▶ **GOAL OF THE EXERCISE**: In the Smallville post, what does the writer say makes Lana a weak victim character? Answer in one to three sentences.

▶ **PAGE EXCERPT**:
========

Monday, April 03, 2006

I watched last week’s episode of Smallville last night. It’s felt like a while since we’ve gotten new episodes, but frankly, I hadn’t really minded not having to watch it. Part of it is the fact that, after five years, nothing seems to have really changed or evolved on the show. (How many other shows could kill off a supposedly major character without a single ripple?) But part of it is just an increasing dissatisfaction with another aspect of the show.

A few episodes ago, we got a story dealing with Lois and Chloe being menaced by the spirit of a murdered girl out for revenge. It was a truly pedestrian episode, and could have come from almost any supernatural TV series: Buffy, Angel, Supernatural, Ghost Whisperer... Take your pick. But in talking to a friend about it, I realized that it really brought to the front a problem that, sadly, I had only been registering subconsciously.

So here’s the problem I currently have with Smallville, and I don’t know if it’s a problem that’s always exisited and I--shamefully--didn’t notice before, or if it’s been something that’s been growing over the past few seasons. But every woman on the show is either a victim or evil. And I recognize that, it being a show about Superman, almost every story is going to involve characters needing to be rescued by Clark Kent. I get that. But it’s not constantly ending up tied next to explosives that makes Lana a weak victiim character--although it certainly helps--it’s the fact that her character isn’t strong enough to tell Clark that she isn’t putting up with his crap any more and walking away. Chloe exists to pass on information to Clark and get tied up. Lois exists to tease about the future, and to get tied up and beaten.

========

Stored data entries:

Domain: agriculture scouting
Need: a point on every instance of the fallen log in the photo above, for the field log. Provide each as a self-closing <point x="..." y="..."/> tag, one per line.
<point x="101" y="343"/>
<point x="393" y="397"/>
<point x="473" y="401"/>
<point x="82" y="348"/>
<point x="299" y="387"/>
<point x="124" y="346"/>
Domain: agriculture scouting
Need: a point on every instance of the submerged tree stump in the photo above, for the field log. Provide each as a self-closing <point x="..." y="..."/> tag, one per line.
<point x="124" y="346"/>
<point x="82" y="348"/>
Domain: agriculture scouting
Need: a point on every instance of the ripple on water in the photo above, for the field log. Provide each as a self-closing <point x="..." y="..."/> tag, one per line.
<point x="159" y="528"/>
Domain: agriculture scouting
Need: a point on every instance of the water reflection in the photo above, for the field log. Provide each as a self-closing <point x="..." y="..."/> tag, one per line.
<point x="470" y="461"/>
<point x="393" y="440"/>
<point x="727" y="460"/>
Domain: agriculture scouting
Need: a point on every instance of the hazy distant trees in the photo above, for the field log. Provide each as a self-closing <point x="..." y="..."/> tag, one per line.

========

▶ **SOLUTION TO THIS PROBLEM**: It isn't mainly that she keeps ending up tied next to explosives, though the writer says that certainly helps. The real reason is that her character isn't strong enough to tell Clark she isn't putting up with his crap anymore and walk away.